## Text for analysis
◆ ◆ ◆ ◆ ◆
But is it true in marketing and advertising?

Take a look at the average website and you’d certainly think so. Big images, big sliders, hardly any copy. (And often the copy is small, discreet, pale grey reversed out of red or something.) They often look amazingly cool and groovy and are often produced by amazingly cool and groovy people in amazingly cool and groovy offices.

But do they work to sell your stuff?

Mention the word ‘sell’ to a typical web designer and you’ll see a look of utter incomprehension enter his eyes. You’ll hear a sharp intake of breath at the very suggestion that his art might be sullied for mere commercial gain.

I exaggerate of course. But, in my experience, the truth is closer to this than many marketeers and company owners might like to think.

So let’s just remind ourselves what websites, edm and all the rest are really for.

They’re to get people to want to buy your products or services. Or, at the very least, to get people to find out about your products or services and move them a little way towards a buying decision.

Now I realise at this point that some of you (and maybe a lot of you) will be saying “Oh no, it’s to build our brand”.

That’s because, to repeat myself from previous posts, there is a very odd and utterly misguided viewpoint that’s very current amongst many marketing folk. And that’s the belief that ‘you build a brand and then people will try your products’.

This is utter tosh. The truth is actually almost the complete opposite: getting people to try your products is what builds your brand.

And you get people to try your product by telling them how great it is. And giving them all sorts of practical and emotional REASONS why they should try it. Once they engage with your product they’ll form a view about your brand.

This is really, really important.

There are small design groups (and big expensive agencies) all over the world who have completely lost track of this most basic marketing truth.
◆ ◆ ◆ ◆ ◆
## Study material
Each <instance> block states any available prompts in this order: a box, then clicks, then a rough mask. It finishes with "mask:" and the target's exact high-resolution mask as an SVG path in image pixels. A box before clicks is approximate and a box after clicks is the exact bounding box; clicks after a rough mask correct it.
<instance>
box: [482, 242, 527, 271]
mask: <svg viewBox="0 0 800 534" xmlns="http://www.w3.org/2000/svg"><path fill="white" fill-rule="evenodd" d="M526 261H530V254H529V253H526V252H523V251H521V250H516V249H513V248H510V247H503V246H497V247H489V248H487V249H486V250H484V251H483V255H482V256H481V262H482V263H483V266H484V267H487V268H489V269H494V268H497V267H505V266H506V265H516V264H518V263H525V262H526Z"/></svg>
◆ ◆ ◆ ◆ ◆
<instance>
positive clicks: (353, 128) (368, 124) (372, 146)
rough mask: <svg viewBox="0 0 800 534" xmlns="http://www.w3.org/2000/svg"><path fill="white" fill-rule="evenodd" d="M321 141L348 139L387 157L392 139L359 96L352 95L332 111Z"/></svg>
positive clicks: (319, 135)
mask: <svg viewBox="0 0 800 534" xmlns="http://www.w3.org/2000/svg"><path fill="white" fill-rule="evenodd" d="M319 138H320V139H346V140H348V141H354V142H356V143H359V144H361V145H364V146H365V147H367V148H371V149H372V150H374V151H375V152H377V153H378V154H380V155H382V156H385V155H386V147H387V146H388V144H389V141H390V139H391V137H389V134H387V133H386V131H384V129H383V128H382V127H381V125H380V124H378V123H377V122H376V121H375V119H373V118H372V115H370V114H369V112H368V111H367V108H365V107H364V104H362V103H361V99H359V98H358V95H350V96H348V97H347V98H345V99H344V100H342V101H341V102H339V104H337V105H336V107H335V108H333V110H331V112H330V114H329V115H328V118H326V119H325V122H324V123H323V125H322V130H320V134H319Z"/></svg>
◆ ◆ ◆ ◆ ◆
## Task goal
Copy the passage on websites and selling above word for word, from "That’s because, to" to "builds your brand.".

## Exercise answer
That’s because, to repeat myself from previous posts, there is a very odd and utterly misguided viewpoint that’s very current amongst many marketing folk. And that’s the belief that ‘you build a brand and then people will try your products’.

This is utter tosh. The truth is actually almost the complete opposite: getting people to try your products is what builds your brand.